> **EXERCISE**
Reproduce only the lines starting with the one containing "If the brick" and going on through the one containing "[107,127,177,155]", both included, requests and all. Shift every bounding box coordinate up by 27.

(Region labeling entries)

--- START ---

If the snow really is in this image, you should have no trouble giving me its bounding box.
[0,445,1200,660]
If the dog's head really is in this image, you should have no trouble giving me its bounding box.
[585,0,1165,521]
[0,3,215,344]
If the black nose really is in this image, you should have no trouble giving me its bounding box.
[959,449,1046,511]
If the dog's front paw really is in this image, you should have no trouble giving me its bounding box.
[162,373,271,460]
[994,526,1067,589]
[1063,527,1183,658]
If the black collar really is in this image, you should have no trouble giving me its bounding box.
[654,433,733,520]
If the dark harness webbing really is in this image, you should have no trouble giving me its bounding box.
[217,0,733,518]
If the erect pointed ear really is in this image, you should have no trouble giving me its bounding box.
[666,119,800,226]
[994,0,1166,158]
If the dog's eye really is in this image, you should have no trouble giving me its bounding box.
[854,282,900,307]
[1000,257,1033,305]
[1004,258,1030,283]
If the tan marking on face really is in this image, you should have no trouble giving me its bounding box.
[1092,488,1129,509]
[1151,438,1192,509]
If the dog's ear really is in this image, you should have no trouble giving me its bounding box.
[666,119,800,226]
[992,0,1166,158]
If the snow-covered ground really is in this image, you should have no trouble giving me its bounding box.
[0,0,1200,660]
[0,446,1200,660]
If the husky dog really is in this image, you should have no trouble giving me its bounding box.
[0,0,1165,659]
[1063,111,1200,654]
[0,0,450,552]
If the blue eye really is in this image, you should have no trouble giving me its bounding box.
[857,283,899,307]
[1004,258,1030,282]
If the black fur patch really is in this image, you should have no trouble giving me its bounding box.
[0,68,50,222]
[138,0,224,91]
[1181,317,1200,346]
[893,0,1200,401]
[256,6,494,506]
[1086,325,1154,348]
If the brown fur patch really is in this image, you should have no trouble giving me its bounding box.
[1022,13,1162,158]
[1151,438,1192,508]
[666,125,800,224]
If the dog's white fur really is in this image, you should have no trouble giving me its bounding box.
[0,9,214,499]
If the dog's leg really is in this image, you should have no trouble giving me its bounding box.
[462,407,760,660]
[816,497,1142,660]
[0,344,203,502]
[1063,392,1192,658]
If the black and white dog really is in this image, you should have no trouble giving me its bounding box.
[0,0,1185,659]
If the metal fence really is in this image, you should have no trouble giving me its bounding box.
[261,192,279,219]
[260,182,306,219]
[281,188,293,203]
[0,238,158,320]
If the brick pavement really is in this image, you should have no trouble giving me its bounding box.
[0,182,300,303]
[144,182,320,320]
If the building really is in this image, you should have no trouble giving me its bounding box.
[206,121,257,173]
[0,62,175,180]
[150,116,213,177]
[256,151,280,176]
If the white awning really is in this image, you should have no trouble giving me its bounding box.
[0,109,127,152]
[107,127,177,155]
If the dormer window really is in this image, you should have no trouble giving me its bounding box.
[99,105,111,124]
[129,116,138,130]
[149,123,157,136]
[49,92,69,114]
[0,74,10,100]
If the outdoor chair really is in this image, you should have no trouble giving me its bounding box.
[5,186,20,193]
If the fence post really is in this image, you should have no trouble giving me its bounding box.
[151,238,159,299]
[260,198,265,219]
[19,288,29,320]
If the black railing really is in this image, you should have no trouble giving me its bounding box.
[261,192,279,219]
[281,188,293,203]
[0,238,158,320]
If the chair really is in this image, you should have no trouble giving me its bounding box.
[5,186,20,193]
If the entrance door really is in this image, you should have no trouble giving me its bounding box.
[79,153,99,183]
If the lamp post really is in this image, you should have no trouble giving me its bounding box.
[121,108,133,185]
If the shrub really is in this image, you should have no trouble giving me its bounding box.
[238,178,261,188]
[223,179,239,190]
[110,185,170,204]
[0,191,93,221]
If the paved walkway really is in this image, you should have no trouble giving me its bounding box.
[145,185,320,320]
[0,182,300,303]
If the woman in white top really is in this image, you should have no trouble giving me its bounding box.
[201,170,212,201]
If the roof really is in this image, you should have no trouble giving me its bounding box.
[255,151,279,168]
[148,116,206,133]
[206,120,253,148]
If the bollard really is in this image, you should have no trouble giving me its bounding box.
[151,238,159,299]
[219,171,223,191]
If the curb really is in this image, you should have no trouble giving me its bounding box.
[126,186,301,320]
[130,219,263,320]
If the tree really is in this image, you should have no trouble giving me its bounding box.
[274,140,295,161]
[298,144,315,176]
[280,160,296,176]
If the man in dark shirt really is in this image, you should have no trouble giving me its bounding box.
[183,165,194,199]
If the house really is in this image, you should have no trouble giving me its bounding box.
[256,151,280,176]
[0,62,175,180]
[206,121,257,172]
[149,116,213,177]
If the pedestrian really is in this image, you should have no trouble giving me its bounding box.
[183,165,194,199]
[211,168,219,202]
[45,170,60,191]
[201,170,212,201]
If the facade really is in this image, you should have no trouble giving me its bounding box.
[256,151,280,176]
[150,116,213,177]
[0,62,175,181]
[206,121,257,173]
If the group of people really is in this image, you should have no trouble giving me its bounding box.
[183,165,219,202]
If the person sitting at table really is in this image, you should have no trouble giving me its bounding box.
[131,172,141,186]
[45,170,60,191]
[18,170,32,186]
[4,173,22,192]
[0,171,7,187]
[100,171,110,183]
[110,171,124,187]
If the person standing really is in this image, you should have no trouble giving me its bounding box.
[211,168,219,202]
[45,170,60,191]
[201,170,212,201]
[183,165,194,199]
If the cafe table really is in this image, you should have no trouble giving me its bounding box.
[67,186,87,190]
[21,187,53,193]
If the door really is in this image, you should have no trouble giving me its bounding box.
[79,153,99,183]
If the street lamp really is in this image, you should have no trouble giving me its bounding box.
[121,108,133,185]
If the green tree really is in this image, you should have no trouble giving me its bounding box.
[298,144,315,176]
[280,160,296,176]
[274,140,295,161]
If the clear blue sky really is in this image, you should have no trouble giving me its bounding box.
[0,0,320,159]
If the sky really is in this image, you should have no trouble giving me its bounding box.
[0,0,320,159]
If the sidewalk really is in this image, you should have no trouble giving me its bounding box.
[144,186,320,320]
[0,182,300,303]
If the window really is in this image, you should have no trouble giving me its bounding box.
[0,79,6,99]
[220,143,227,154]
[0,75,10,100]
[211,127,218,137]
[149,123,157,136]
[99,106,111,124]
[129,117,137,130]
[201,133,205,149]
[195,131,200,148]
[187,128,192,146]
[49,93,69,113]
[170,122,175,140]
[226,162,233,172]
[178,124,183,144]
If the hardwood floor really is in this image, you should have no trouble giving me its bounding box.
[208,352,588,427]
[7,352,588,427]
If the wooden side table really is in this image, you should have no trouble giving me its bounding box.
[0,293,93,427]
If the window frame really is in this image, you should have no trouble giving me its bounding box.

--- END ---

> **FINISHED ANSWER**
If the brick pavement really is in this image, you should have no trouble giving me its bounding box.
[27,209,327,330]
[171,209,347,347]
If the building really is in this image, you should have no trouble giving me its bounding box.
[233,148,284,200]
[27,89,202,207]
[177,143,240,204]
[283,178,307,203]
If the white awning really is in this image, you should have no trouble giving me its bounding box.
[27,136,154,179]
[134,154,204,182]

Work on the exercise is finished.